• PROVIDED PASSAGE:
****************************************

Simple & Scalable Pretraining for Neural Architecture Research
ArchScale is a comprehensive toolkit for training and evaluating neural language models with a focus on architecture and scaling laws. It provides implementations of various state-of-the-art architectures, scaling techniques, training optimizations and evaluation tools in a unified codebase.
- [Mar. 30] Released the code for MoE training with HyperP (Hypersphere Parameterization) scaling, SqrtGate, and MuonH optimizer!
- [Sept. 25] Phi-4-mini-flash has been accepted by NeurIPS 2025!
- [July 25] Released the code for large-scale pre-training of Phi-4-mini-flash!
- [July 25] Released the code for training Decoder-Hybrid-Decoder Architectures (poster) with μP++, and the model checkpoint for Phi-4-mini-flash-reasoning
- Architectures: Transformers (MHA/GQA), various SSM/attention modules, Gated Memory Unit, YOCO, Differential Attention and flexible hybrid stacks (SambaY, Phi-4-mini-Flash, etc.).
- Mixture-of-Experts: Fine-grained token-choice routing with SonicMoE acceleration, shared experts, SqrtGate and global auxiliary load-balancing loss.
- Scaling Laws: HyperP, μP++, μP, Chinchilla FLOPs scaling, data scaling, and scaling laws for batch size, weight decay, and MoE granularity.
- Optimizers: MuonH, Muon, AdamW, and hybrid optimizer support.
- Research-Friendly: Easy adding/modifying architectures/scaling-laws/optimizers/scheduling/initialization, WYSIWYG philosophy for experiments logging.
- Performance: 🚀 Flash-Attention 4 + SonicMoE + FSDP2 distributed training, mixed precision, FP8/MXFP8 via TransformerEngine, activation checkpointing, and CPU offloading.
- Training: Data mixture support (JSON config), packed dataset with pre-tokenization, variable-length training for long-context, fused cross-entropy for large vocabulary stability, batch size ramp-up scheduling, and orthogonal/diagonal weight initialization.
- Evaluation: lm-eval integration for standard NLP benchmarks, long-context evaluation on RULER and Phonebook, Proof-Pile perplexity evaluation, LightEval-based reasoning evaluation (AIME, MATH-500, GPQA), and scaling curve fitting via plotting scripts.

****************************************

• DATASET EXCERPT:
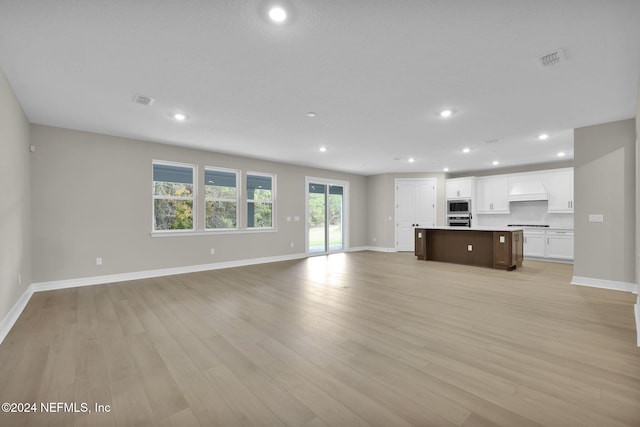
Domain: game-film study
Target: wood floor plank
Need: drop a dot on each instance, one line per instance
(361, 338)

****************************************

• OBJECTIVE:
Answer from the ArchScale overview:
(a) Which optimizers does the toolkit list?
(b) According to the Sept. 25 entry, what was accepted by NeurIPS 2025?
(c) On which two benchmarks is long-context evaluation performed?

• TASK ANSWER:
(a) MuonH, Muon, AdamW, and hybrid optimizer support.
(b) Phi-4-mini-flash.
(c) RULER and Phonebook.